GIVEN REQUEST: Return every line of the data below verbatim, leaving the pictures out of your answer.

### DATA PROVIDED ###

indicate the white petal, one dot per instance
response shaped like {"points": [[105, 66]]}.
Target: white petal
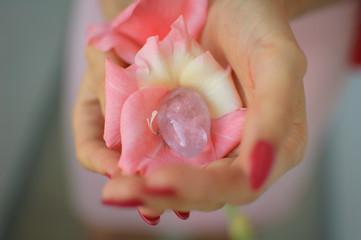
{"points": [[214, 83]]}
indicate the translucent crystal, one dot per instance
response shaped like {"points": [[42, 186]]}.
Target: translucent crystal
{"points": [[184, 121]]}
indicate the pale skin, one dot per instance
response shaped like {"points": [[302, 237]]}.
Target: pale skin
{"points": [[255, 38]]}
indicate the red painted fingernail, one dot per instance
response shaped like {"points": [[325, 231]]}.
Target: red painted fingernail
{"points": [[150, 220], [125, 203], [262, 159], [159, 191], [182, 215]]}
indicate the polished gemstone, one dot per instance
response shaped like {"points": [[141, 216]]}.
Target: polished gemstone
{"points": [[184, 121]]}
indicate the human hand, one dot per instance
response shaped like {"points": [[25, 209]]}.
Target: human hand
{"points": [[255, 38]]}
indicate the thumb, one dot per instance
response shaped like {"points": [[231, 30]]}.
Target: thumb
{"points": [[276, 108]]}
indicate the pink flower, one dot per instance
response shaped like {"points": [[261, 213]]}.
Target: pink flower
{"points": [[133, 95], [142, 19]]}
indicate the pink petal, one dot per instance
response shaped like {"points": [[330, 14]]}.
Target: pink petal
{"points": [[142, 150], [119, 85], [145, 18], [226, 132]]}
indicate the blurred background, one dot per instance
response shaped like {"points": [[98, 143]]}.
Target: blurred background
{"points": [[36, 185]]}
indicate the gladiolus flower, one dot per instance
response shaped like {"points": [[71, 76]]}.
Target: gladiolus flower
{"points": [[134, 95]]}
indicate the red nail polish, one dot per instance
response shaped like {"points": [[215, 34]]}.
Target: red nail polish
{"points": [[182, 215], [262, 159], [125, 203], [159, 191], [149, 220]]}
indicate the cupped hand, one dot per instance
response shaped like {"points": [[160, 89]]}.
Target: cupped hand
{"points": [[254, 37]]}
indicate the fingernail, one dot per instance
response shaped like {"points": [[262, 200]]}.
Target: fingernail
{"points": [[182, 215], [125, 203], [159, 191], [262, 159], [150, 220]]}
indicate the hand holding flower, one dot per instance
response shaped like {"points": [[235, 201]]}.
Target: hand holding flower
{"points": [[253, 36]]}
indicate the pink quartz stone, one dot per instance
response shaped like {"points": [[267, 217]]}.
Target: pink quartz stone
{"points": [[184, 121]]}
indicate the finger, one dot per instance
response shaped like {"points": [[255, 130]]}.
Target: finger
{"points": [[124, 191], [150, 216], [276, 111], [205, 189], [88, 125]]}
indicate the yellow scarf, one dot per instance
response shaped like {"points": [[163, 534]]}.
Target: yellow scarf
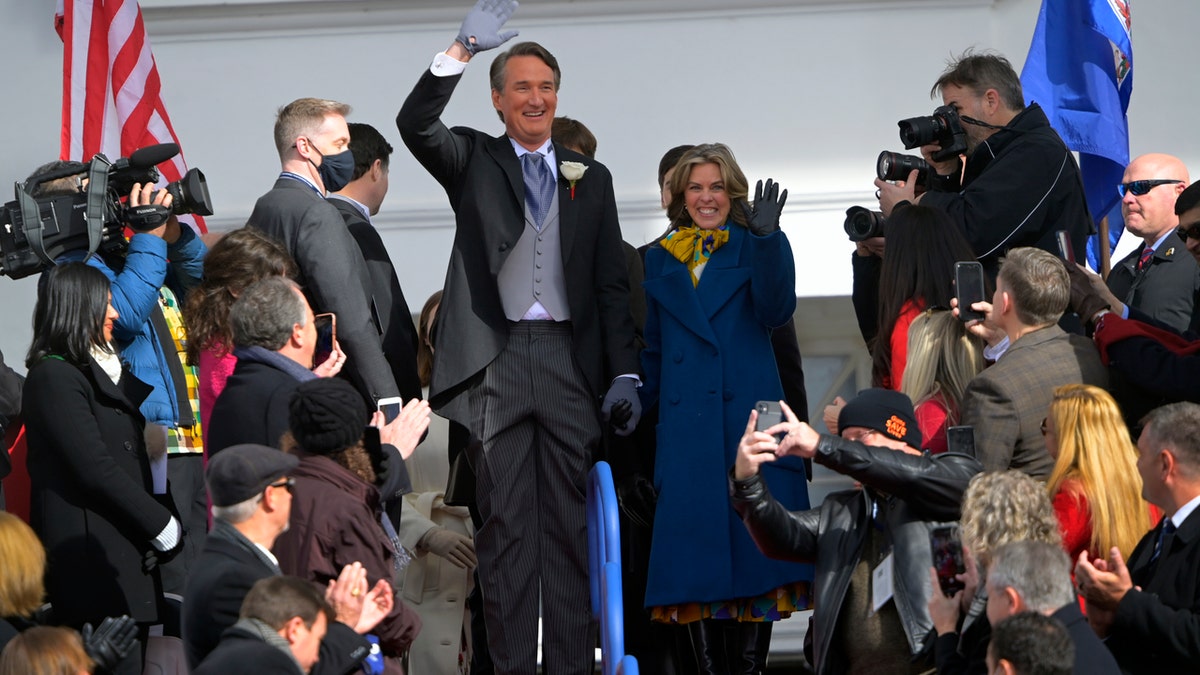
{"points": [[693, 246]]}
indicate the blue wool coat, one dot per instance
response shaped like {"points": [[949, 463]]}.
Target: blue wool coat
{"points": [[707, 362]]}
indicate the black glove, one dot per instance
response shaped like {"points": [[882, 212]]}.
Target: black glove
{"points": [[637, 500], [768, 203], [622, 389], [481, 28], [1084, 299], [109, 644]]}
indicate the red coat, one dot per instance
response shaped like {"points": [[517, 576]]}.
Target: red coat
{"points": [[335, 521]]}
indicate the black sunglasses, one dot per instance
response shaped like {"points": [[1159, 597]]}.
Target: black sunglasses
{"points": [[1139, 187], [1186, 231], [287, 484]]}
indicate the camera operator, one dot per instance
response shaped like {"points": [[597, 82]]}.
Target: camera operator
{"points": [[1019, 183], [160, 264]]}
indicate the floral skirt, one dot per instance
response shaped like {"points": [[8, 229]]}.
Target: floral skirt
{"points": [[773, 605]]}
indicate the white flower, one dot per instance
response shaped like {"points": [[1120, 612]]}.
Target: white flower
{"points": [[573, 171]]}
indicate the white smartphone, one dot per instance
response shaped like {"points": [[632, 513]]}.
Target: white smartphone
{"points": [[390, 407]]}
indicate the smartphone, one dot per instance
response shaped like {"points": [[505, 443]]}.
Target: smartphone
{"points": [[769, 414], [960, 440], [390, 407], [1066, 251], [969, 290], [947, 548], [327, 335]]}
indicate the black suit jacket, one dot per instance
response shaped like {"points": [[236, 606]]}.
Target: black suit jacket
{"points": [[333, 274], [481, 174], [395, 318], [1157, 629], [223, 575], [252, 407]]}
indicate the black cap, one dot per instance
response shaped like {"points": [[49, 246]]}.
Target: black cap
{"points": [[327, 416], [239, 472], [885, 411]]}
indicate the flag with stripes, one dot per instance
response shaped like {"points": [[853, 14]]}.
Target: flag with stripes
{"points": [[112, 95]]}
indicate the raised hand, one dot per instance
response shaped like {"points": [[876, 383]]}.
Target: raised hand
{"points": [[481, 28]]}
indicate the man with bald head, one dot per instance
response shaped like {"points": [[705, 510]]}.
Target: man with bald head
{"points": [[1158, 279]]}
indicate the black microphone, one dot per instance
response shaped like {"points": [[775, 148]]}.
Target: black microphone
{"points": [[153, 155]]}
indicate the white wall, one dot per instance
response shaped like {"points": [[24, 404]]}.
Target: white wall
{"points": [[807, 91]]}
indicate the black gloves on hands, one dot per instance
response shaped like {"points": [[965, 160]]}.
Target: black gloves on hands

###

PROBLEM SOLUTION:
indicate the white petal, one dot per instance
response shaped like {"points": [[105, 66]]}.
Target: white petal
{"points": [[214, 83]]}
indicate the translucent crystal, one dot per instance
response shaped like {"points": [[42, 186]]}.
Target: translucent crystal
{"points": [[184, 121]]}
indicate the pale skin, one dot per instance
response shaped like {"points": [[302, 237]]}.
Target: pale skin
{"points": [[255, 38]]}
indicate the red painted fingernail, one dot per instance
response shaped like {"points": [[325, 231]]}.
Target: red painted fingernail
{"points": [[150, 220], [125, 203], [262, 159], [159, 191], [182, 215]]}
indicate the polished gemstone, one dot per instance
response shaped like {"points": [[141, 216]]}.
Target: polished gemstone
{"points": [[184, 121]]}
indicate the human hand, one dot per instance
response shaped like {"points": [[25, 209]]}.
Target: human hand
{"points": [[255, 38]]}
indicate the thumb, one dot per instance
response shaped like {"points": [[231, 30]]}.
Target: thumb
{"points": [[276, 108]]}
indicate the pink flower, one dot per instance
response shaped like {"points": [[261, 213]]}.
Target: pink flower
{"points": [[133, 95], [142, 19]]}
indicate the pink petal, one dot per instance
response shaped like {"points": [[330, 14]]}.
Target: pink petal
{"points": [[142, 150], [119, 85], [145, 18], [226, 132]]}
indicate the blurred background, one dot per instance
response shaped like {"points": [[98, 143]]}.
Target: blurred background
{"points": [[36, 185]]}
indicate the gladiolus flower, one dot per instance
response shaped like {"points": [[71, 76]]}.
Target: gladiolus flower
{"points": [[134, 95]]}
indicate the red nail polish, one dot per instance
response shaped like {"points": [[215, 34]]}.
Target: red nail polish
{"points": [[182, 215], [262, 159], [125, 203], [159, 191], [149, 220]]}
indicate the cupped hand, one dot per instance
response shaped like {"points": [[160, 89]]}.
Target: cupped hand
{"points": [[254, 37]]}
indicate the fingernail, one dot per instance
response shaped like {"points": [[262, 200]]}.
Target: fingernail
{"points": [[182, 215], [125, 203], [159, 191], [262, 159], [150, 220]]}
indicate the hand holding flower, one dot per instance
response shaped like {"points": [[235, 201]]}.
Target: hand holding flower
{"points": [[253, 36]]}
indicate the pink quartz stone, one dot per instance
response shaped like {"points": [[267, 217]]}.
Target: pink quartz stone
{"points": [[184, 121]]}
indicate the finger, one dot per instance
response shaped like {"points": [[255, 130]]}.
Target: finger
{"points": [[124, 191], [150, 216], [276, 111], [205, 189], [88, 125]]}
indicate the yellow scarf, one dot per instance
response shaped like {"points": [[163, 534]]}.
Target: yellow scarf
{"points": [[693, 246]]}
indicate the blue wool coat, one dot per instance
response shaped like {"points": [[949, 463]]}.
Target: blue wool coat
{"points": [[707, 362]]}
indicate the black glove, one dot per instance
response shaped like {"points": [[882, 212]]}.
Target: black glove
{"points": [[637, 500], [768, 203], [622, 389], [481, 28], [1084, 299], [109, 644]]}
indicate the red coat, one dot per instance
response shaped like {"points": [[517, 576]]}.
Target: red coat
{"points": [[335, 521]]}
indicate the black sunglasses, one dot per instance
response shaped like {"points": [[1159, 597]]}.
Target: black sunglasses
{"points": [[1139, 187], [1186, 231], [287, 484]]}
indicate the camera operator, one dot per instance
response shaped like {"points": [[597, 82]]}.
Target: camera operator
{"points": [[1019, 183], [160, 264]]}
indicate the floral skirt, one dot per instance
response shaped like {"points": [[8, 229]]}.
Target: floral skirt
{"points": [[773, 605]]}
indicate the white flower, one dot per instance
response shaped like {"points": [[1120, 612]]}.
Target: white flower
{"points": [[573, 171]]}
indicate the white smartphone, one dot per instance
response shaped like {"points": [[632, 513]]}.
Target: white smartphone
{"points": [[390, 407]]}
indicate the smartphone, one dot per instance
response shaped like {"points": [[505, 443]]}.
Target: smartphone
{"points": [[769, 414], [960, 440], [390, 407], [1066, 251], [969, 290], [947, 548], [327, 335]]}
indicate the black suit jacket, one dot per instance
response shaped like {"points": [[236, 606]]}.
Target: black suit jacket
{"points": [[333, 274], [481, 174], [395, 318], [1157, 629], [223, 575], [252, 407]]}
indicate the black cap, one dot per instance
response shaped like {"points": [[49, 246]]}.
Target: black cap
{"points": [[327, 416], [239, 472], [885, 411]]}
indicate the flag with stripes, one dot per instance
response shaped like {"points": [[853, 14]]}.
Target: flag with stripes
{"points": [[112, 95]]}
indicate the raised hand, one dot per instance
response shaped like {"points": [[876, 383]]}.
Target: raised hand
{"points": [[481, 28]]}
indicate the man with bald head, one dot per instance
response shaped like {"points": [[705, 510]]}.
Target: man with bald head
{"points": [[1158, 279]]}
indicate the black microphone, one dot per instance
response shaped like {"points": [[775, 148]]}.
Target: black microphone
{"points": [[153, 155]]}
indicate the white wall, one dot per instance
response shaped like {"points": [[24, 404]]}.
Target: white wall
{"points": [[807, 91]]}
indicate the black gloves on hands, one dot per instance
response shaped like {"points": [[965, 160]]}.
Target: black gloves on hands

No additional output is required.